Dataset »
<<<<

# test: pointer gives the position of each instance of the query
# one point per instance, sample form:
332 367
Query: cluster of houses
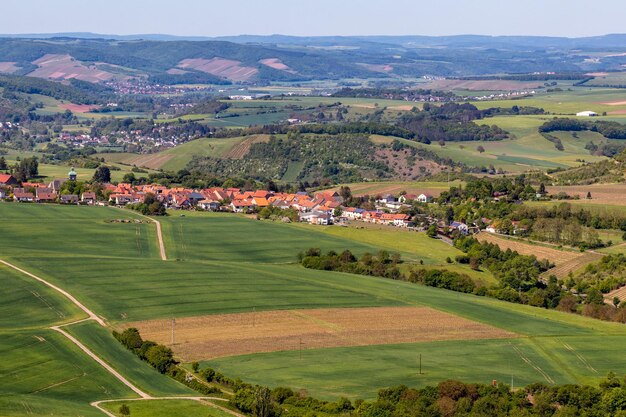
160 136
323 208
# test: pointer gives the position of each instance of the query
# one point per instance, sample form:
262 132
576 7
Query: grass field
222 264
375 188
177 158
160 408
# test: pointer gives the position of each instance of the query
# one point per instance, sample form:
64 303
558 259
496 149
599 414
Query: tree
160 357
102 175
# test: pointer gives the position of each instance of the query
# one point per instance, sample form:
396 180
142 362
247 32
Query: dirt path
201 399
69 296
162 252
102 362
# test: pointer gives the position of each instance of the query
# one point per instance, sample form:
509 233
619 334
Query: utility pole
420 364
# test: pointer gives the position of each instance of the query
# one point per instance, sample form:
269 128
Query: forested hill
250 59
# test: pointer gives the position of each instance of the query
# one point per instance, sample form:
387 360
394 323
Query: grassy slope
244 267
159 408
42 372
100 341
177 158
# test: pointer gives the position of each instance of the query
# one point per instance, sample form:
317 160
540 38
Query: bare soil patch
8 67
480 85
214 336
541 252
276 63
564 261
65 67
610 194
226 68
241 149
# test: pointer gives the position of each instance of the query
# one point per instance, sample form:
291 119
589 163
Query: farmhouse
69 199
88 198
20 195
211 205
7 180
425 198
586 113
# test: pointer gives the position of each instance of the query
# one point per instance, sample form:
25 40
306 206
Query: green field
177 158
160 408
221 263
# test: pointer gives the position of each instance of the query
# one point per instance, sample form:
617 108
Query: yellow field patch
214 336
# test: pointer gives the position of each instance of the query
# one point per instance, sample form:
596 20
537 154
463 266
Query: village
321 208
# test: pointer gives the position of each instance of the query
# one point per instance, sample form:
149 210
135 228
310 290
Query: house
69 199
461 227
587 113
7 180
241 205
316 217
22 196
88 198
121 199
425 198
211 205
353 213
45 195
407 198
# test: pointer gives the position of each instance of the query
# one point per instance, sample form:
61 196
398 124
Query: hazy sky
316 17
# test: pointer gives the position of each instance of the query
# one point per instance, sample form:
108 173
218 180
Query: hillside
259 59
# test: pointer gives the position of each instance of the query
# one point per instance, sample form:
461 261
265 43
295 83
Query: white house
424 198
461 227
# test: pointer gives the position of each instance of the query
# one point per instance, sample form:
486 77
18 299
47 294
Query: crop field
215 336
602 194
160 408
177 158
567 102
541 251
222 266
375 188
346 371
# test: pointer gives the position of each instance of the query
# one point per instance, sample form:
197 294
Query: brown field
564 261
276 63
208 337
619 293
241 149
79 108
152 161
563 269
8 67
226 68
615 103
611 194
394 188
483 85
65 67
384 68
523 248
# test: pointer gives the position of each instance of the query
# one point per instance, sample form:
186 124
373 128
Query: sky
571 18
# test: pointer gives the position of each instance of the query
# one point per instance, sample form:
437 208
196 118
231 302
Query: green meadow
160 408
220 263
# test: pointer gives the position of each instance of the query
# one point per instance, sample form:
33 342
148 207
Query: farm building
587 113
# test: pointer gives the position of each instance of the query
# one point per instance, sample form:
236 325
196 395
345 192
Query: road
91 314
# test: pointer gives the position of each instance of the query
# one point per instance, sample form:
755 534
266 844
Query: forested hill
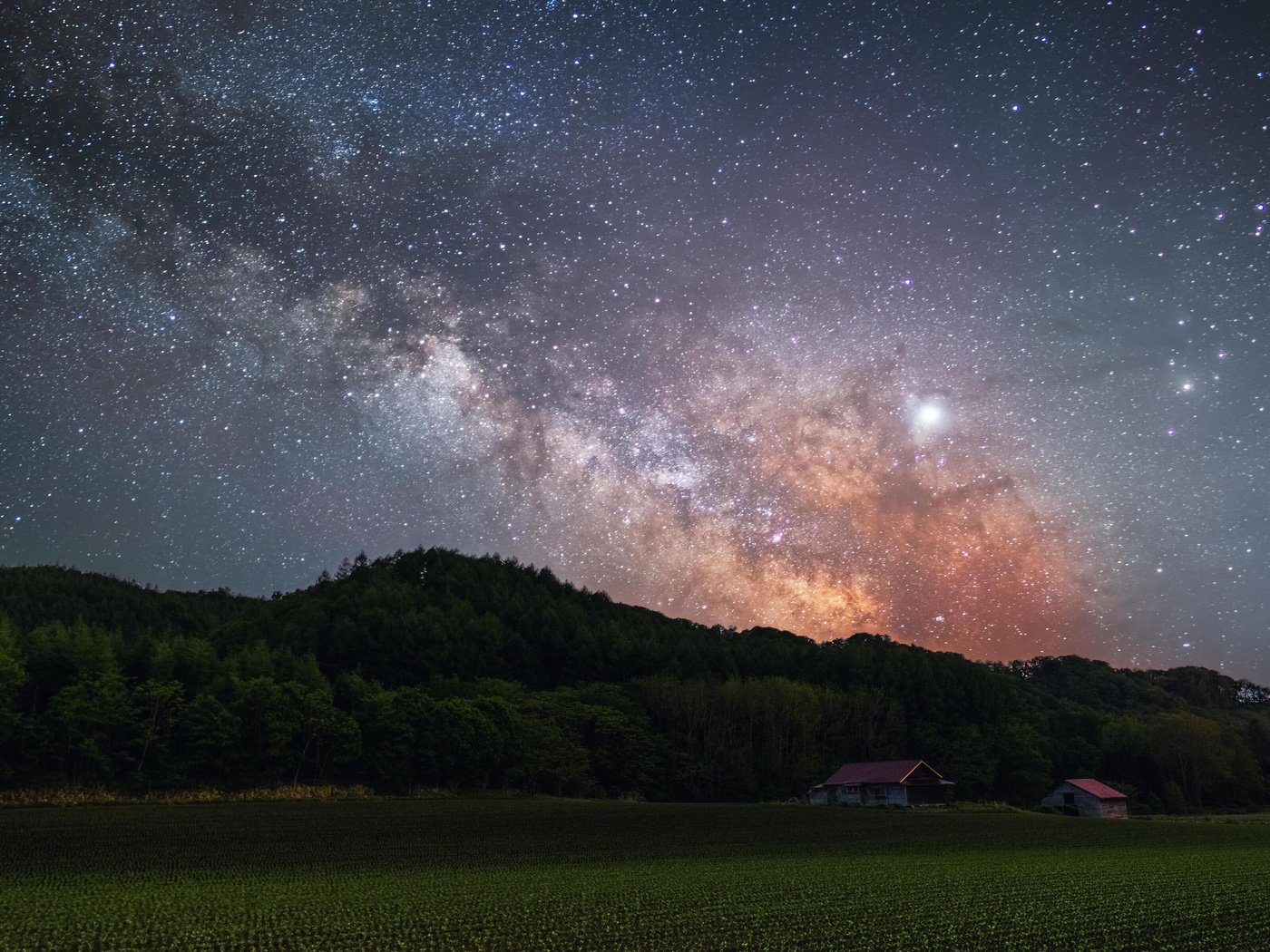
431 668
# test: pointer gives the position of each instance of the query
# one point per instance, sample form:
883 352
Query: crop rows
484 878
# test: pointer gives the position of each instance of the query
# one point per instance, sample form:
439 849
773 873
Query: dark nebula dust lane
943 321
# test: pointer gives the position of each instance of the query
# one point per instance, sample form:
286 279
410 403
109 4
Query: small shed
883 783
1088 797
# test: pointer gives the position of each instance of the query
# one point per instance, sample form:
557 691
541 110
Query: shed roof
1100 790
878 772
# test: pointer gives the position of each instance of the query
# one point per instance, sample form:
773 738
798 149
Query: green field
575 875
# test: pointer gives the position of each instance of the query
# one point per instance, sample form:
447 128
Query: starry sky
937 320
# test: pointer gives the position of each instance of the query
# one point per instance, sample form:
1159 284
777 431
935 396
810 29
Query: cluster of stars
935 320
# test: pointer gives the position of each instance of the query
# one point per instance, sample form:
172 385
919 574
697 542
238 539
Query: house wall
923 793
1115 809
1086 803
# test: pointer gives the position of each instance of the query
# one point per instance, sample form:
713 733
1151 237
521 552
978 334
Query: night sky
937 320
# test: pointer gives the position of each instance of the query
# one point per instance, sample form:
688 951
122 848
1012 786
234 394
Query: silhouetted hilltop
435 668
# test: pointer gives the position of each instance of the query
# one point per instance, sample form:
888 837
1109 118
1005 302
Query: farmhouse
883 783
1086 797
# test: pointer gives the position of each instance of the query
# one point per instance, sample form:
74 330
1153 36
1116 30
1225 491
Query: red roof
1100 790
875 772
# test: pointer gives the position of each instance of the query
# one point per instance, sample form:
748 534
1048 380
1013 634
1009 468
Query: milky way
933 320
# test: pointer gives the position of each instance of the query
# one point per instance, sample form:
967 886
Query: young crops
565 875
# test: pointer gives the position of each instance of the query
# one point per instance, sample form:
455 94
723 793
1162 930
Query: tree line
434 669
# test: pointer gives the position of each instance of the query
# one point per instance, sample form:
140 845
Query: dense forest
435 669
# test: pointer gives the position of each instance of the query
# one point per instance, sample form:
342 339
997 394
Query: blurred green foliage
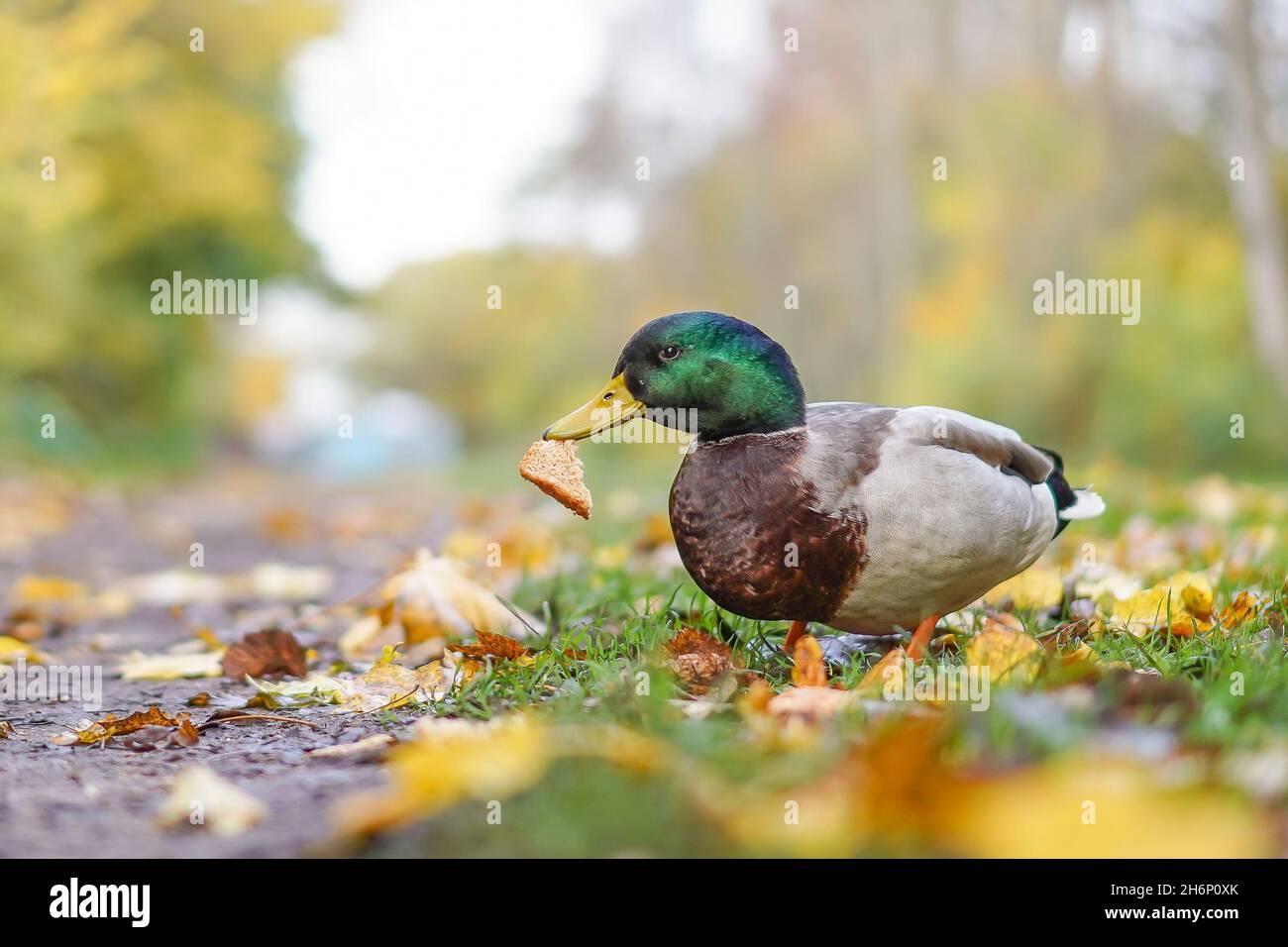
163 158
912 289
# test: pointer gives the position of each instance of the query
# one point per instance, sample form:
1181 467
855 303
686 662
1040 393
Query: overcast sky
423 116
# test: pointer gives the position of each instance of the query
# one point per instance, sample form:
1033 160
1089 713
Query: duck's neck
755 403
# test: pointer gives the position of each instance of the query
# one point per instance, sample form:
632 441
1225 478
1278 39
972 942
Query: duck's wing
991 442
859 433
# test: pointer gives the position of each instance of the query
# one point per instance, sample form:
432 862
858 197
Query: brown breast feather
745 509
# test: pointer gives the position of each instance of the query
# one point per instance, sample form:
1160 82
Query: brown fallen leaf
369 746
490 644
429 598
1009 656
1247 604
810 702
887 672
99 731
268 654
807 665
697 659
235 715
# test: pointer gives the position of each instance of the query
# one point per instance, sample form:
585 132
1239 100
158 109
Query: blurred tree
125 155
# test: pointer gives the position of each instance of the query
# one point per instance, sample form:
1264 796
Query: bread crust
554 467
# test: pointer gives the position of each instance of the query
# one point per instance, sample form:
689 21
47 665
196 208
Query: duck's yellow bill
612 406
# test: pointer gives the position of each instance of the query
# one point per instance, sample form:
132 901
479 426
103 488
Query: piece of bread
554 467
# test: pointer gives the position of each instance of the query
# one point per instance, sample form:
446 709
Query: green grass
1184 702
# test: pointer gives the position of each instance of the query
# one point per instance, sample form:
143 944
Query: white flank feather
1087 505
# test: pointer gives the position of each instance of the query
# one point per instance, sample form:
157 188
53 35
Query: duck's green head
699 371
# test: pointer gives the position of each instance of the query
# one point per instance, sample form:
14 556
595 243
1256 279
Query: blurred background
458 213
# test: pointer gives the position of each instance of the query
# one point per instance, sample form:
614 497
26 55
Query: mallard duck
858 517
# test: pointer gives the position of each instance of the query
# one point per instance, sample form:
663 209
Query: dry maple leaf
697 659
1009 655
490 644
98 731
269 654
807 667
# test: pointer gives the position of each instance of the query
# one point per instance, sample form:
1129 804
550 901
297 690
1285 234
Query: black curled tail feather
1059 487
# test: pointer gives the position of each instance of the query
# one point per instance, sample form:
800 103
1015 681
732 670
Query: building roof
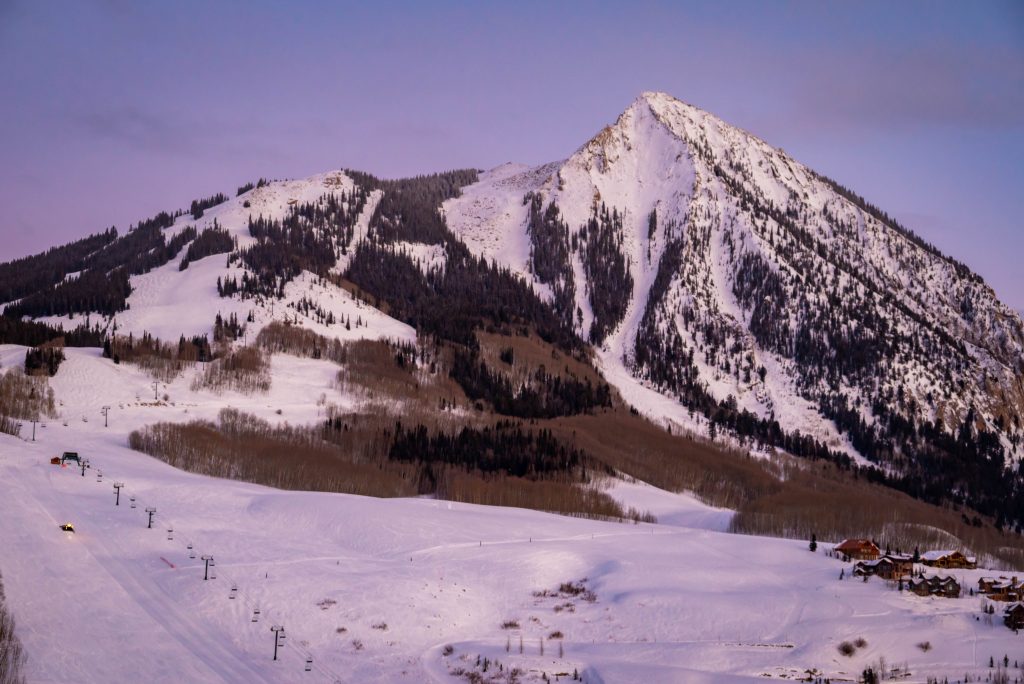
856 545
937 555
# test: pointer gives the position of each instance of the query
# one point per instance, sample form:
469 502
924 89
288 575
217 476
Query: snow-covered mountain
715 268
726 289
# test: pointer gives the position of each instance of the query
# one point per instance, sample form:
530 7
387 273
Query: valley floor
375 590
412 589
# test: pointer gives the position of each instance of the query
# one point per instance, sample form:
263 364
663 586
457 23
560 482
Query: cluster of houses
899 567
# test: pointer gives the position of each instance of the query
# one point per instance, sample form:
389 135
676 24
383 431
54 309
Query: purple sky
113 111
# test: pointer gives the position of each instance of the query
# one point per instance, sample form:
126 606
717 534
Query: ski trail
109 553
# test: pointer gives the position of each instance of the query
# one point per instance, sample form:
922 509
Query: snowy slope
676 601
167 302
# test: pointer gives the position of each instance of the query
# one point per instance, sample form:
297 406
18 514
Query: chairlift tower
279 638
209 561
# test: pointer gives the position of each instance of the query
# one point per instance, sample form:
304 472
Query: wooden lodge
858 550
948 559
1000 589
935 586
890 566
1013 615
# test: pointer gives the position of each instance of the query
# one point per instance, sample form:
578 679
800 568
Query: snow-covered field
378 590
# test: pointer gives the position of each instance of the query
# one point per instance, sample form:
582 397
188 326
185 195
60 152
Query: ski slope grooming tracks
375 590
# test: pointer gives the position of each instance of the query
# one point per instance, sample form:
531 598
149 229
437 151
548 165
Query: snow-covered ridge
692 170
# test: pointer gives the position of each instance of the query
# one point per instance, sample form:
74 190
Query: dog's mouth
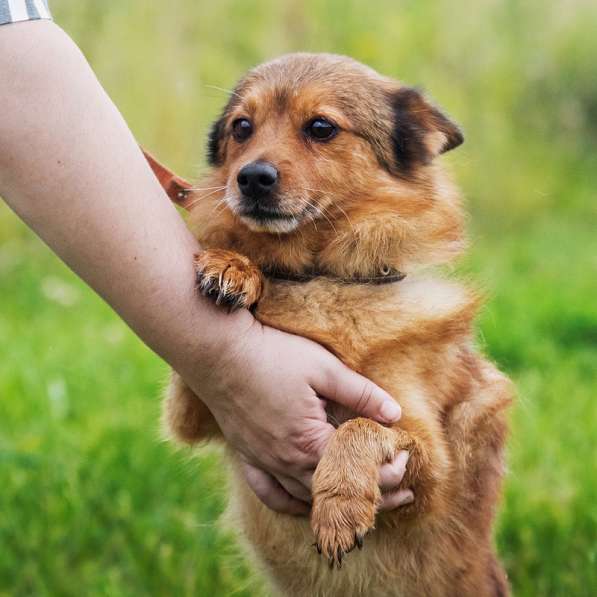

>>>>

Given task » Gather each line of the entries above that contains the word "yellow", and copy every such line in full.

Reply to the task »
Query: yellow field patch
Query: duck's yellow bill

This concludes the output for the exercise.